• [Input data]
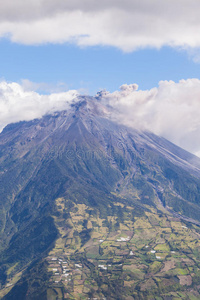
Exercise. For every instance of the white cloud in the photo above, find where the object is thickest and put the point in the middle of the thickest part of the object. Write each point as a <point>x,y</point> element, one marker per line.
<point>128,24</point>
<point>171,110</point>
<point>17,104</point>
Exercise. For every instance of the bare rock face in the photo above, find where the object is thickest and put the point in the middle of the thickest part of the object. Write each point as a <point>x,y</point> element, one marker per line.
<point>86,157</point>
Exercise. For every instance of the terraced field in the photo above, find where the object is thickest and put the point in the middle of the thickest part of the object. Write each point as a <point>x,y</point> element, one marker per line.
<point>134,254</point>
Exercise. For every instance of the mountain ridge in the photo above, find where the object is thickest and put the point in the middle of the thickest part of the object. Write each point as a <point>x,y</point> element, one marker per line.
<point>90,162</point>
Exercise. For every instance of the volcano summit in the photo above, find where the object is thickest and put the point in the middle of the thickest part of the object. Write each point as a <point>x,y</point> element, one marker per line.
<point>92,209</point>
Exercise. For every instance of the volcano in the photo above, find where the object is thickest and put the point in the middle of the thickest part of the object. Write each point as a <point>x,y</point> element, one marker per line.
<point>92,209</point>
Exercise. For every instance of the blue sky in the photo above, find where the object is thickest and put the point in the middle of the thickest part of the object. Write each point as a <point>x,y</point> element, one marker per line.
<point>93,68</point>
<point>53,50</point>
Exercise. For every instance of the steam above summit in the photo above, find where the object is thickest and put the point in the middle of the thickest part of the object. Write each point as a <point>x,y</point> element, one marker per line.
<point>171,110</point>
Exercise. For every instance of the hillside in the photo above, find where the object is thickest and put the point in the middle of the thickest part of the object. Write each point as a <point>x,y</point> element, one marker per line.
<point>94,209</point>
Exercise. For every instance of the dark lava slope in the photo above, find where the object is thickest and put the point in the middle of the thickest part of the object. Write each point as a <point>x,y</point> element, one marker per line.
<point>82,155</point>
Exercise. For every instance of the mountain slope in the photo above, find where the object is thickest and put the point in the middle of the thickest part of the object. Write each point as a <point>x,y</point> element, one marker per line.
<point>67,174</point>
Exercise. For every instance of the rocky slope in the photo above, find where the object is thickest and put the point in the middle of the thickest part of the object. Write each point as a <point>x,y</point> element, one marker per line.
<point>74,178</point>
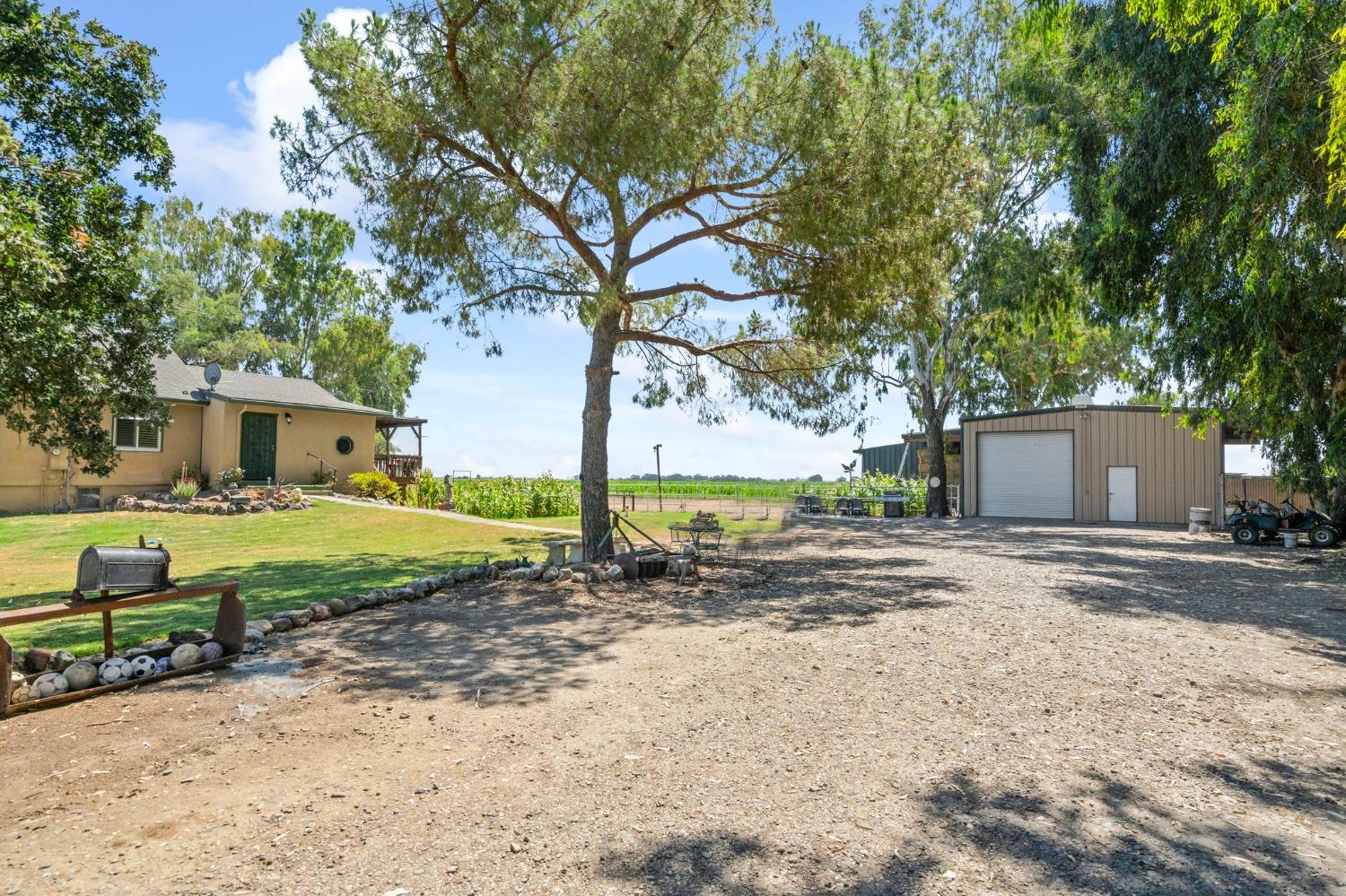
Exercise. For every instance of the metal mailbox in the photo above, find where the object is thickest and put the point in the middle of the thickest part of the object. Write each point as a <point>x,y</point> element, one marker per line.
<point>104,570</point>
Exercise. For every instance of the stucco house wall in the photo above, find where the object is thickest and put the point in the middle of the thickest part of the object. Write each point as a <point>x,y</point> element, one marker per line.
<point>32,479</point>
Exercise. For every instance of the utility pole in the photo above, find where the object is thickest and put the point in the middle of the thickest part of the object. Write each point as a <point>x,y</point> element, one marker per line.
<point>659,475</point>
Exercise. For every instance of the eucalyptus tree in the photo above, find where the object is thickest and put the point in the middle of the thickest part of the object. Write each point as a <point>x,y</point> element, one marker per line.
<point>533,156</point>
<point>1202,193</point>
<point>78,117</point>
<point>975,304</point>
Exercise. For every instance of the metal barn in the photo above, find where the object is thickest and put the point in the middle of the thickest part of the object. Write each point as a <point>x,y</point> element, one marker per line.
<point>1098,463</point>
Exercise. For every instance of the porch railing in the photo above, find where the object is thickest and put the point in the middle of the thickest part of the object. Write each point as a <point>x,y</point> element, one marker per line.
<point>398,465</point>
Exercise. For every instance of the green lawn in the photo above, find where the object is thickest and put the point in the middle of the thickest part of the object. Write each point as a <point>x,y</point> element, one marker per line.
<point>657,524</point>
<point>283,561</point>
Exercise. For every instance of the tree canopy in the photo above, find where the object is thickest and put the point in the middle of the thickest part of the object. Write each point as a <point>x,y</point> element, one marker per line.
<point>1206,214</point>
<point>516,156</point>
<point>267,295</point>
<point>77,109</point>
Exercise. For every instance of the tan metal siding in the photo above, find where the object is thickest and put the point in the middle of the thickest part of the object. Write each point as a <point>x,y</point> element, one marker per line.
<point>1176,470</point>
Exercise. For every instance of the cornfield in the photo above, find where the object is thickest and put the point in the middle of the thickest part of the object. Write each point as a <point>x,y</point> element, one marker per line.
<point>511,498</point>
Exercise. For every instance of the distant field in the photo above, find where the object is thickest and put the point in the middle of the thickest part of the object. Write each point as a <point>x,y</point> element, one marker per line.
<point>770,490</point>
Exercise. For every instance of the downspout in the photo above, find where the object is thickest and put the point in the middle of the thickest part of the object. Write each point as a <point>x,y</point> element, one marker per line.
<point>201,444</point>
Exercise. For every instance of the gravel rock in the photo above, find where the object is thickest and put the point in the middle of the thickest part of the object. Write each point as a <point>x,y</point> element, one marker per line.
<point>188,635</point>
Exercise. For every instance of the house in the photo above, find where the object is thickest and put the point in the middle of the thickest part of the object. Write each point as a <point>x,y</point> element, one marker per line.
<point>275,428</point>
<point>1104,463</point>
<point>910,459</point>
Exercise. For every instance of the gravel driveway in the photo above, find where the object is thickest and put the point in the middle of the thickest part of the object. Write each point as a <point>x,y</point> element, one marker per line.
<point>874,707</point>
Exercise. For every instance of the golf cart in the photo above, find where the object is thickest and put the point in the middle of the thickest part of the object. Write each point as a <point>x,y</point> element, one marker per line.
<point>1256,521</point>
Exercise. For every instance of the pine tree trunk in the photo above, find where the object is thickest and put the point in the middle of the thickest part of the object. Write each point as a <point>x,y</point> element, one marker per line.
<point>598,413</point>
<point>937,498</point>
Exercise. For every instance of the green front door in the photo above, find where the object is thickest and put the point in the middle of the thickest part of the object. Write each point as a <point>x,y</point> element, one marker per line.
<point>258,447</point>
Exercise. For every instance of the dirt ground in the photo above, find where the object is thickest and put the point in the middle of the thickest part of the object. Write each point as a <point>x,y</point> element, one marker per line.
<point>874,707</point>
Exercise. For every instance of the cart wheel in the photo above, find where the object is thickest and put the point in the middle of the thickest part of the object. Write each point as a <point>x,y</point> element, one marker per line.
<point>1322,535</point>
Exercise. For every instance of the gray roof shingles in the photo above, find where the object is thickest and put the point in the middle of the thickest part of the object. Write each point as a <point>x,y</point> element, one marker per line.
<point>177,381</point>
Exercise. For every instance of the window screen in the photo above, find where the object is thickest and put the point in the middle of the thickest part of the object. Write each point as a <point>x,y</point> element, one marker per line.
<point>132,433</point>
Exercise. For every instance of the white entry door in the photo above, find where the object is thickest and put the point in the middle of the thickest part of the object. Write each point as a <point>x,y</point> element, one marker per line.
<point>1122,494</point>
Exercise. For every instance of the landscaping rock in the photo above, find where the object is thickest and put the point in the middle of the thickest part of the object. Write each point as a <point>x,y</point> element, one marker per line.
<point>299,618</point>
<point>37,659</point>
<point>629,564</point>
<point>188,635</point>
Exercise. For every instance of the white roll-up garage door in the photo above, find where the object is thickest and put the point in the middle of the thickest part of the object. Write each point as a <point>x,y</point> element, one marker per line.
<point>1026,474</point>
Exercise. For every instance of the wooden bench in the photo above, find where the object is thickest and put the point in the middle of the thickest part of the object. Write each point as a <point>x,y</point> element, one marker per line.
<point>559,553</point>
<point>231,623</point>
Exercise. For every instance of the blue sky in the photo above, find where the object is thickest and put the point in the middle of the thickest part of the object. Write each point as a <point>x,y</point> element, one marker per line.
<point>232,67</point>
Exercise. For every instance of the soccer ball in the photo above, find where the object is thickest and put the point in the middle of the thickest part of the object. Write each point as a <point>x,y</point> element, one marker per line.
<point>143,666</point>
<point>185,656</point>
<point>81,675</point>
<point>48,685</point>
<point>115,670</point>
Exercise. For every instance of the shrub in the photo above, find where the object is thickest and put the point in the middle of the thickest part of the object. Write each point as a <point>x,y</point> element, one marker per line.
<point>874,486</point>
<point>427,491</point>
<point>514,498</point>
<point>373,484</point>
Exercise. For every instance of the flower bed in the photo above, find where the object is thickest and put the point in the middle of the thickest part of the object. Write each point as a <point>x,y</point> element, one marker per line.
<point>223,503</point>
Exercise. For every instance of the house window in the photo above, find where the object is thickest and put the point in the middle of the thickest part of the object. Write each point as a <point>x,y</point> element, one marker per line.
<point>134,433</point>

• [What the task asks] Give back the lines of the listing from the one with "Exercise. For every instance of the wooden" through the end, both included, exactly as written and with nothing added.

• [Output]
Exercise. For every instance of the wooden bench in the photo above, find where the object is thickest and put the point in the middle of the thickest part of the object. Write each point as a <point>x,y</point> element, one marker per line.
<point>559,553</point>
<point>231,623</point>
Exercise. For every instance of the blue sky in the photo above, find where the object is thickest and put the point in the middle of the thickest part of the object. Write each point as a <point>x,y</point> element, one marker per line.
<point>232,67</point>
Exercise. For every instance of the soccer ball in the photo above, find where the object is thickest and put the point in the middle of the thickest part of the object. Write each point as a <point>x,y</point> element, one marker per line.
<point>143,666</point>
<point>185,656</point>
<point>81,675</point>
<point>48,685</point>
<point>115,670</point>
Exercise. For every instance of the shrub in the photo above, find where the object is thickest and put the point in the middle of the thickest part of the object. Write each point as a <point>x,y</point> element, one marker per line.
<point>874,486</point>
<point>427,491</point>
<point>514,498</point>
<point>373,484</point>
Exercise. For every instance of the flower bed in the photo above, find where the object is thickest and put the point in the middle of the thickest part of the object. Write each point as a <point>x,y</point> element, one marker per line.
<point>223,503</point>
Exercise. For every instance of the house window in the photo above, find where the object is thickest and put the point in the middle of the thickest part of the object. Write each point as a <point>x,y</point> element, one marker per line.
<point>134,433</point>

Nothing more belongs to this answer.